# Short problem:
Shift every point in the listing below by subtracting 37 from each of its coordinates, and write out all of the listing's lines again, requests included.

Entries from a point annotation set

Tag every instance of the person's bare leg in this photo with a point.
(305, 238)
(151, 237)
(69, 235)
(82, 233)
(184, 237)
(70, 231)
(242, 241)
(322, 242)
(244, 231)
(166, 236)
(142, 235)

# Correct response:
Tag every instance of the person's bare leg in this photo with a point.
(268, 201)
(114, 200)
(32, 198)
(45, 196)
(147, 200)
(33, 194)
(205, 204)
(285, 205)
(207, 194)
(129, 199)
(105, 198)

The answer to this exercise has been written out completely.